** Start of EXCERPT PROVIDED **
CloseMechelle Voepel covers the WNBA, women’s college basketball, and other college sports for espnW. Voepel began covering women’s basketball in 1984, and has been with ESPN since 1996.

Dawn Staley was 22 years old, fresh out of college and on the verge of what should have been the peak years of her basketball career.

But instead of preparing to play in the 1992 Barcelona Olympics, the 5-foot-6 point guard was endlessly refolding clothes working at a Philadelphia department store.

The Olympics could have helped ease the sting of losing in three consecutive Final Four appearances. But Staley didn’t make the United States team. And with the WNBA still five years from launching, the two-time NCAA player of the year was at an unfamiliar crossroads if she wanted to make a living playing basketball.

“There was so much uncertainty,” Staley said. “I had graduated in May, and then basically had nowhere to go.”

When USA Basketball left Staley off the 1992 Summer Games roster, “They told me there were two reasons why I got cut,” Staley recently said with a rueful laugh that implied she still doesn’t buy either of them. “One was I was too short. Two, I didn’t have enough international experience.

“I couldn’t do anything about my height, but I surely could check off going overseas and playing internationally. But guards were a dime a dozen.”
** End of EXCERPT PROVIDED **
** Start of DATA SHOWN **
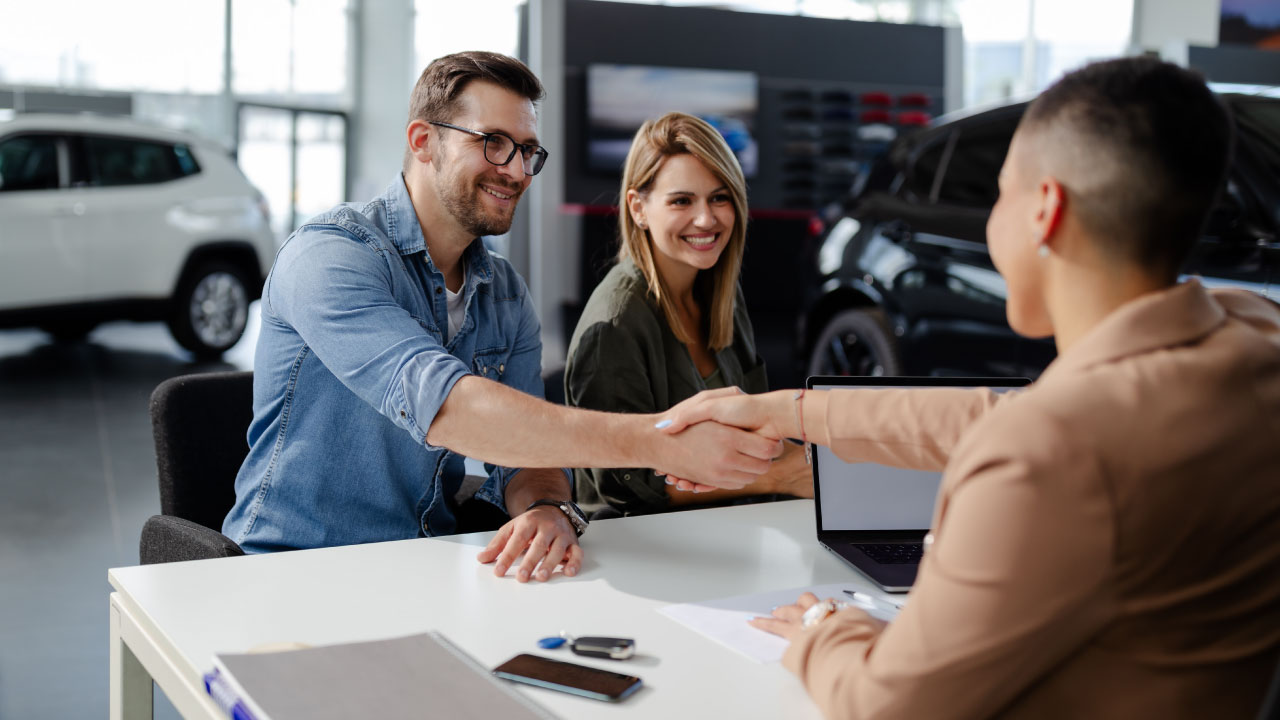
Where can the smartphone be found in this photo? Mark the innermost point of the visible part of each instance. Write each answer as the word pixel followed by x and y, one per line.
pixel 568 678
** End of DATA SHOWN **
Decide whether each statement agrees with the excerpt on Dawn Staley. Answer yes or no for each, and quote the deciding words from the excerpt.
1. Staley played for the United States at the 1992 Barcelona Olympics.
2. At the time of those Olympics, the WNBA had not yet launched.
3. One reason Staley was given for being cut was a lack of international experience.

CORRECT ANSWER:
1. No: "Staley didn’t make the United States team."
2. Yes: "with the WNBA still five years from launching"
3. Yes: "Two, I didn’t have enough international experience."